[[ EXTRACTED DATA, beginning ]]
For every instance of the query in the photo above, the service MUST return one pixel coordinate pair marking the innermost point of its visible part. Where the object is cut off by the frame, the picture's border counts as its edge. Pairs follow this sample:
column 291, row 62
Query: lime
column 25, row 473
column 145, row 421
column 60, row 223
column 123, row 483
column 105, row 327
[[ EXTRACTED DATA, end ]]
[[ EXTRACTED DATA, beginning ]]
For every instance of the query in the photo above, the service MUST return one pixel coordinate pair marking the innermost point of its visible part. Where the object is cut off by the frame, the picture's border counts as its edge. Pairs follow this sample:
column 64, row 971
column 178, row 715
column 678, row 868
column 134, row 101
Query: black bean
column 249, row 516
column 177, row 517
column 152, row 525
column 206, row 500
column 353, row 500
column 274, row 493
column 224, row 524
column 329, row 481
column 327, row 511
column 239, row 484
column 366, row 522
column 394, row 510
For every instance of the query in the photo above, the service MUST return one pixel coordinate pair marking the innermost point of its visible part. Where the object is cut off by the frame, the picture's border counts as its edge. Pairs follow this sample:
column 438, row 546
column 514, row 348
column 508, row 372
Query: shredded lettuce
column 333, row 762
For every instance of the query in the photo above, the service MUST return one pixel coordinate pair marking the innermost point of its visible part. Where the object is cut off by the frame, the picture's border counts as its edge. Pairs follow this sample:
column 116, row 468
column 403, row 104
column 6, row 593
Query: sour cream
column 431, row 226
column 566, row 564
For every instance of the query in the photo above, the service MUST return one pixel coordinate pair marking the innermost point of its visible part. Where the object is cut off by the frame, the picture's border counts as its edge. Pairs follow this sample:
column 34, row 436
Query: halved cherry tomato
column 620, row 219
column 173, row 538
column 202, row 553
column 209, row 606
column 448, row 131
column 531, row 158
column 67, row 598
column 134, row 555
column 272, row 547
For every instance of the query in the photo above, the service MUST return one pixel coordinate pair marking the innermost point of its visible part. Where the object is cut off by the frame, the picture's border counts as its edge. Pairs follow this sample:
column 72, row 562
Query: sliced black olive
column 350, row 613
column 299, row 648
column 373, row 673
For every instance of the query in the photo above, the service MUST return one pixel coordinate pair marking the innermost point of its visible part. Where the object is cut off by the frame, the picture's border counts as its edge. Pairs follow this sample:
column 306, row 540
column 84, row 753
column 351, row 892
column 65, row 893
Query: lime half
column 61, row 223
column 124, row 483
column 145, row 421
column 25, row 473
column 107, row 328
[[ EXTRACTED DATA, end ]]
[[ EXTRACTED DATA, beginning ]]
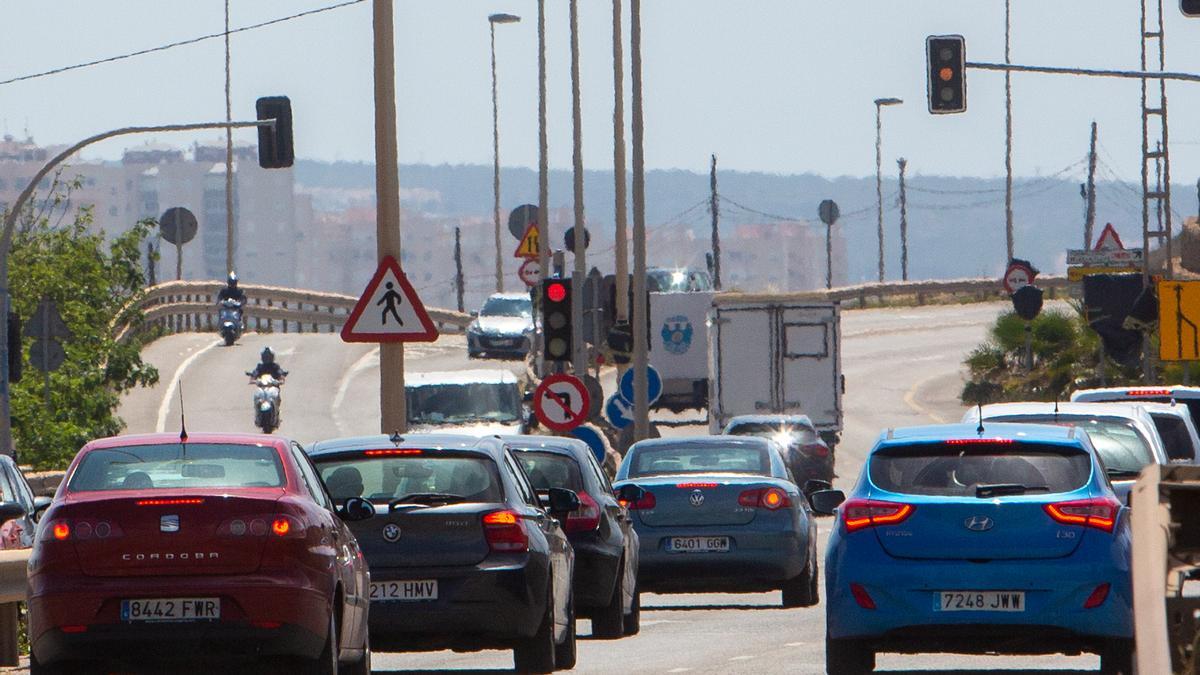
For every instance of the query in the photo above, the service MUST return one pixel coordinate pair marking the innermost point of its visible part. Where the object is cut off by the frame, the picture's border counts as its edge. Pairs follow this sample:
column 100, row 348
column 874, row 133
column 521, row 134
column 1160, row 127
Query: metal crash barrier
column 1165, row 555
[[ EXTRACTED DATA, end ]]
DIRECTIONS –
Reproduce the entries above exactly, but only the lines between the line holding "column 6, row 593" and the line holding "column 34, row 436", inclusive.

SOLUTION TO THIS PROBLEM –
column 6, row 593
Query: sour cream
column 431, row 226
column 566, row 564
For every instance of the query in the photo above, the service MUST return one pixel coordinate pair marking the innermost point of its visible part. Where the object is cut off by the frame, the picture's border counts as its edge. Pairs follow this sample:
column 34, row 436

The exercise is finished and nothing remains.